### Exercise task
Arrange every line of the records below as a numbered list, leaving out any blank lines.

### Input data
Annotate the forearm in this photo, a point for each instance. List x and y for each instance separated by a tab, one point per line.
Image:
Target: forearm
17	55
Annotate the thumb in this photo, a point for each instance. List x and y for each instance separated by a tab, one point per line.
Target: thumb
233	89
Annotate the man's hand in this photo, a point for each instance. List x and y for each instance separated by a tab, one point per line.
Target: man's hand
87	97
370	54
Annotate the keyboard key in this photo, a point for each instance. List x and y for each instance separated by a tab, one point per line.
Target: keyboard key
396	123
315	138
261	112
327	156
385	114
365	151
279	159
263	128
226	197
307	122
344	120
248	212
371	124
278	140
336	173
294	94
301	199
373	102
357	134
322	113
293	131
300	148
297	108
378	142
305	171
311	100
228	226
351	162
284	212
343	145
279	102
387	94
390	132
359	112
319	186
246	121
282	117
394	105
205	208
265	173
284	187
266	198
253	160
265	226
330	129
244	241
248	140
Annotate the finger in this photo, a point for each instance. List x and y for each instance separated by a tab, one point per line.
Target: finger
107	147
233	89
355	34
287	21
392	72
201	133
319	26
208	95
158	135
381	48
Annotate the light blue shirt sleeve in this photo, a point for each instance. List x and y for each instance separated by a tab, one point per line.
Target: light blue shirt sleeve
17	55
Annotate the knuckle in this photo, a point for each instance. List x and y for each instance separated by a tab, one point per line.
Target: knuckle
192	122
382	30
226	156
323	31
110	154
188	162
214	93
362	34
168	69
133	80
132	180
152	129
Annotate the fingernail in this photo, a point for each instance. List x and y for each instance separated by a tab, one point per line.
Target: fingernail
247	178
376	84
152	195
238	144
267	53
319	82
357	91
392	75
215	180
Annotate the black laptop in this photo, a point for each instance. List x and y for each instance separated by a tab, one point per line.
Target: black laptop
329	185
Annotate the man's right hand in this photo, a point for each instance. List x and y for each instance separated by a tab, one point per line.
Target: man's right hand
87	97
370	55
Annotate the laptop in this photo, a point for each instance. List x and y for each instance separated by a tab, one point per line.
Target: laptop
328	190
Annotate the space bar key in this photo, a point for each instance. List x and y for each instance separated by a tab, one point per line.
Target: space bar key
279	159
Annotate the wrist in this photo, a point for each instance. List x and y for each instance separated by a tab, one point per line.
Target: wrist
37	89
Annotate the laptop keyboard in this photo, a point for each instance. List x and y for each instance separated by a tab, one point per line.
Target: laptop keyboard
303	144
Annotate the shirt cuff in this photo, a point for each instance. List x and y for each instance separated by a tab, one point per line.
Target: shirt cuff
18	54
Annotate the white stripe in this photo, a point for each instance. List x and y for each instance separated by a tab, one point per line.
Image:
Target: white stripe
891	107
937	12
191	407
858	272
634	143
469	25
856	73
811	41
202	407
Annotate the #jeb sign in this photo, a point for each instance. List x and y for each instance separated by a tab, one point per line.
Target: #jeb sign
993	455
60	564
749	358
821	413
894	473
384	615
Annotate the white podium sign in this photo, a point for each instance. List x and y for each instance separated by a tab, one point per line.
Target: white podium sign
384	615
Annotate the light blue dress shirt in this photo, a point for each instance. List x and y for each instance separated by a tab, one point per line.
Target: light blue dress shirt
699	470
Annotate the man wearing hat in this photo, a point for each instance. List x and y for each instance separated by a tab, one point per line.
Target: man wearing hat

### Solution
1. Annotate the forearm in this photo, a point for each instance. List x and y for each instance separated by a tab, one point per line.
2. Image:
3. Target: forearm
4. 17	55
5. Annotate the thumb in this photo, a point for each instance. List x and y for each instance separated by a tab, one point per line.
6. Target: thumb
7. 233	89
8. Annotate the man's hand in this photo, a point for each instance. List x and y for each instance separated by a tab, one point per line.
9. Target: man's hand
10. 87	97
11. 370	54
12. Annotate the keyboard key in this photo, a point for each instance. List x and y for each instance separated by a tab, one point per line.
13. Target: keyboard key
14. 396	123
15. 315	138
16. 261	112
17. 327	156
18. 385	114
19. 365	151
20. 279	159
21. 263	128
22. 226	197
23. 307	122
24. 344	120
25. 248	212
26. 371	124
27. 278	140
28. 336	173
29. 294	94
30. 301	199
31. 373	102
32. 357	134
33. 322	113
34. 293	131
35. 300	148
36. 297	108
37. 378	142
38. 305	171
39. 311	100
40. 228	226
41. 351	162
42. 284	212
43. 343	145
44. 279	102
45. 387	94
46. 390	132
47. 359	112
48. 319	186
49. 246	121
50. 282	117
51. 394	105
52. 205	208
53. 265	173
54. 284	187
55. 266	198
56. 253	160
57. 265	226
58. 330	129
59. 244	241
60. 248	140
61. Annotate the finger in this photo, a point for each instance. List x and y for each instance separated by a tab, one point per line.
62. Target: finger
63. 107	147
64. 233	89
65. 355	34
66. 287	21
67. 392	72
68. 201	133
69. 319	26
70. 208	95
71. 158	135
72. 381	48
73. Annotate the light blue shirt sleeve in this photo, a point for each instance. List x and y for each instance separated by a tab, one point per line.
74. Target: light blue shirt sleeve
75. 17	55
76. Annotate the knuckle in this photo, a point for each instance. List x and y for each instance separated by a tab, one point per line.
77. Target: knuckle
78. 192	122
79. 382	30
80. 226	156
81. 323	31
82. 110	154
83. 188	162
84. 214	93
85. 362	34
86. 168	69
87. 133	80
88. 132	180
89. 152	129
90. Annotate the fingernail in this photo, a point for each instance. List x and y for each instance separated by a tab, one point per line.
91. Target: fingernail
92. 247	178
93. 376	84
94. 152	195
95. 238	144
96. 267	53
97. 319	82
98. 357	91
99. 392	75
100. 215	180
101. Annotate the black laptop in this photo, a point for each instance. List x and y for each instance separated by a tab, one point per line.
102. Target: black laptop
103. 329	185
104. Annotate the man's right hand in this photo, a point for each instance. List x and y for each instance separated by a tab, one point per line.
105. Target: man's right hand
106. 87	97
107. 370	55
108. Annotate the laptop in this photo, a point for each instance. List x and y for each instance separated by a tab, one point per line.
109. Target: laptop
110. 328	190
111. Annotate the space bar key in this photo, a point for each instance. List x and y for each instance separated by a tab, one point per line.
112. Target: space bar key
113. 279	159
114. Annotate the wrist in this photo, a point for each instance. List x and y for each instance separated by a tab, one point per line.
115. Target: wrist
116. 37	89
117. Annotate the laptop keyboard in this photo, a point for each instance. List x and y for each instance separated by a tab, one point per line.
118. Target: laptop keyboard
119. 303	144
120. Annotate the shirt cuff in this photo, a point for each instance. List x and y for each instance separated by a tab, one point per line.
121. Target: shirt cuff
122. 18	54
123. Annotate the white stripe in this photo, a point for each instance. List x and y for each instance separated by a tab, one point per line.
124. Image:
125. Target: white stripe
126. 891	107
127. 937	12
128. 191	407
129. 858	272
130. 634	143
131. 469	25
132. 856	73
133. 811	41
134. 202	407
135. Annotate the #jeb sign in this photo, a point for each instance. List x and y for each instance separated by a tab, one point per line.
136. Target: #jeb sign
137. 993	455
138. 60	564
139. 749	358
140. 821	413
141. 894	473
142. 384	615
143. Annotate the white podium sign in this photo, a point for each instance. List x and y for each instance separated by a tab, one point per line.
144. Target: white podium sign
145. 384	615
146. Annotate the light blue dress shirt in this photo, a point for each instance. List x and y for each instance separated by a tab, one point per line.
147. Target: light blue dress shirt
148. 699	470
149. Annotate the man wearing hat in this photo, a point for each instance. List x and y for each instance separated by a tab, one point per line.
150. Target: man wearing hat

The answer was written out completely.